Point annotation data
--- Begin ---

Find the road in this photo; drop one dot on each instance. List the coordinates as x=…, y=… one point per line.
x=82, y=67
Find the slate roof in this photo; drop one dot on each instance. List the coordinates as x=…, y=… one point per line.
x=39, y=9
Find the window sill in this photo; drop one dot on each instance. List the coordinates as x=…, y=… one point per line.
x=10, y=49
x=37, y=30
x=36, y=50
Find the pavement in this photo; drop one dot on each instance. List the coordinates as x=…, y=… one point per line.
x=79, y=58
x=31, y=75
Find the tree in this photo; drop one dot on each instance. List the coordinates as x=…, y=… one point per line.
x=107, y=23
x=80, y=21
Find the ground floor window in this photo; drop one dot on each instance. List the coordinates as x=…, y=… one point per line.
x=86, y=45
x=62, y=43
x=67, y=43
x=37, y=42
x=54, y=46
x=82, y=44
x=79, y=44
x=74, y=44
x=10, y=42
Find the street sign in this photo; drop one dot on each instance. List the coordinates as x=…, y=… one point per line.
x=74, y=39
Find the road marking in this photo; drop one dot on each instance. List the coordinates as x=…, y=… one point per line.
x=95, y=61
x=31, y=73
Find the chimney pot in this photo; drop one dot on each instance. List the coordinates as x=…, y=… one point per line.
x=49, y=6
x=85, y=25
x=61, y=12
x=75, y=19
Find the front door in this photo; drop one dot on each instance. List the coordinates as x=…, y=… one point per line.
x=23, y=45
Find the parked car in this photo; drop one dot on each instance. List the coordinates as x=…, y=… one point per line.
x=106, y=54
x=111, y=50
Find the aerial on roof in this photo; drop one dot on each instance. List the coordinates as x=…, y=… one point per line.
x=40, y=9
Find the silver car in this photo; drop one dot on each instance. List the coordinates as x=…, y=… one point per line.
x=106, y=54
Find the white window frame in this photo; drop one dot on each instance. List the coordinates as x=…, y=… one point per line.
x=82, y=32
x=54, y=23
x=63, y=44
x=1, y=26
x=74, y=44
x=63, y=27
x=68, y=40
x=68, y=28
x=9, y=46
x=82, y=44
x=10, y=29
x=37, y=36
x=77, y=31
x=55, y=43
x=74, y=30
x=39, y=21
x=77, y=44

--- End ---

Rewrite the data from the line containing "Find the pavement" through the line containing "x=111, y=50", inclusive, keeping every line, and offset each x and y coordinate in the answers by 66.

RESPONSE:
Find the pavement in this photo; drop one dot on each instance. List the coordinates as x=…, y=… one point per line.
x=145, y=124
x=97, y=141
Find the tree in this photo; drop one dot on each instance. List the coordinates as x=…, y=… one point per line.
x=173, y=89
x=146, y=87
Find the ground floor window in this photo; drop one dot on each instance. List the coordinates as x=…, y=… one point per line.
x=152, y=111
x=128, y=109
x=133, y=109
x=103, y=108
x=120, y=112
x=148, y=110
x=145, y=110
x=140, y=110
x=76, y=108
Find the street sign in this photo; drop one dot on each instance. List the coordinates as x=…, y=… one point per line.
x=140, y=105
Find the road marking in this photo; drop one dot on each instance. List the coordinates as x=…, y=… one point per line.
x=161, y=127
x=97, y=139
Find the chimney pot in this photo; drop one dot on each instance. List the coordinates as x=…, y=… one point per line.
x=115, y=72
x=151, y=91
x=127, y=78
x=141, y=85
Find the front door in this photo; drop one dot on each instance. List the coordinates as x=…, y=… one point per line.
x=89, y=111
Find the parked car in this photo; drop one dot on each instance. List the coordinates as x=…, y=… one point per line.
x=172, y=120
x=177, y=116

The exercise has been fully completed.